[[ Records supplied, beginning ]]
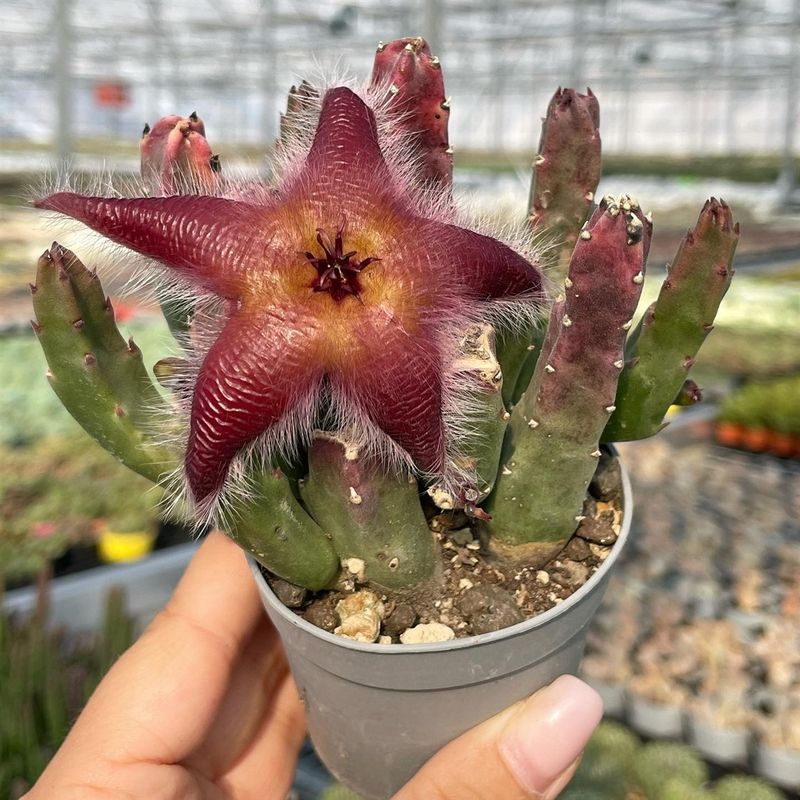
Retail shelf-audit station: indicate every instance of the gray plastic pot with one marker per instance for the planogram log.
(779, 766)
(376, 713)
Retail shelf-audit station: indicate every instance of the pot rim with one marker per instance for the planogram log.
(511, 631)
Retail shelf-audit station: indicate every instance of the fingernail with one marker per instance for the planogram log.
(550, 731)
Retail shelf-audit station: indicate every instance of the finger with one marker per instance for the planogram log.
(271, 759)
(160, 698)
(528, 751)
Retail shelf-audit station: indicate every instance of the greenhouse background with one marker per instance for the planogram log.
(698, 643)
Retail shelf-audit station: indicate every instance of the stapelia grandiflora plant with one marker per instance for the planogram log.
(352, 346)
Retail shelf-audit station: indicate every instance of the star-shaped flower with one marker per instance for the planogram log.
(340, 291)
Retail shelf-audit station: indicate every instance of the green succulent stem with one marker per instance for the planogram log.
(551, 450)
(274, 527)
(479, 453)
(566, 172)
(663, 347)
(370, 514)
(98, 376)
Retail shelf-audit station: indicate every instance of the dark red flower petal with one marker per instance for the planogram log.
(251, 376)
(208, 239)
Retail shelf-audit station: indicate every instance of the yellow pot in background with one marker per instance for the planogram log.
(117, 547)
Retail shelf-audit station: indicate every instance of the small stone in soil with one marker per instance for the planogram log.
(490, 608)
(321, 614)
(428, 632)
(461, 537)
(598, 531)
(360, 615)
(290, 595)
(402, 617)
(573, 574)
(577, 549)
(607, 481)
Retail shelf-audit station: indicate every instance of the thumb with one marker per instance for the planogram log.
(528, 751)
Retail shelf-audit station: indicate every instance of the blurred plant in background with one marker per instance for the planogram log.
(46, 677)
(55, 492)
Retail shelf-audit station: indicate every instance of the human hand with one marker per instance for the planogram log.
(203, 707)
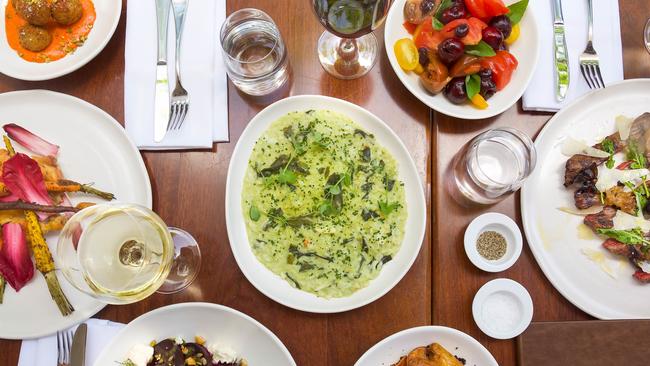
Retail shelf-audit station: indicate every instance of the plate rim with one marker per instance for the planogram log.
(230, 229)
(424, 328)
(538, 250)
(478, 114)
(114, 124)
(190, 305)
(75, 66)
[[ Records supplied, end ]]
All the data above is to be transcribed exactly, with no pictures included.

Retail shelf-audit station: indicate every instance of the gray plastic pot with one marker per instance for the planogram log.
(779, 766)
(376, 713)
Retail shelf-audit station: indicate every instance of the pot rim with one marker per instance for the planogram log.
(511, 631)
Retail shelf-audit station: indicate every instance of the fingernail with one marker per instance for the planogram log.
(550, 731)
Retail shelf-audit station: indicate every instance of the finger with one marker per instance for the planogram log.
(271, 759)
(160, 698)
(528, 751)
Retail shelf-audit station: indicate every instance of the greenhouse background with one marker per instance for the planogram log.
(698, 643)
Retail shelf-audit station: indicate every instance of the stapelia grandiflora plant with one marker per instance for the planogram log.
(352, 346)
Retail shelf-audit station: indicate every instance of the star-shaped flower with one marker per instance for the planogram log.
(340, 291)
Retail shelf-audit station: indicate every instance of the green succulent stem with one marker per instance for the planogram log.
(551, 450)
(274, 527)
(479, 453)
(566, 172)
(663, 347)
(370, 514)
(98, 376)
Retail shelf-audit station: indicate every instance of the dark red flower petal with one marker per instance for the planogram log.
(251, 376)
(208, 239)
Retail shelf-audit station: indicate every instance of the yellow pot in background with one marker per instance for the planogram log.
(117, 547)
Retail shelf-audit station: indicate every instance of the small stone in soil with one marker per instance for the planogram log.
(490, 608)
(321, 614)
(428, 632)
(461, 537)
(598, 531)
(360, 615)
(290, 595)
(402, 617)
(573, 574)
(577, 549)
(607, 481)
Retail shelf-audit station: indicate every instance of the thumb with one marker per instance for the planogram log.
(528, 751)
Retail shelf-audit station: indicate every instance of the blurred plant in background with one marker per instance for the planogram log.
(46, 677)
(55, 492)
Retail shelf-audit station: indicate every instance of the human hand with one marker per instance for the planogram log.
(203, 707)
Retail shelf-audit station: indicate every instance of the plate rim with one marker per instance for the planogram log.
(230, 229)
(424, 328)
(538, 250)
(478, 114)
(114, 124)
(190, 305)
(75, 66)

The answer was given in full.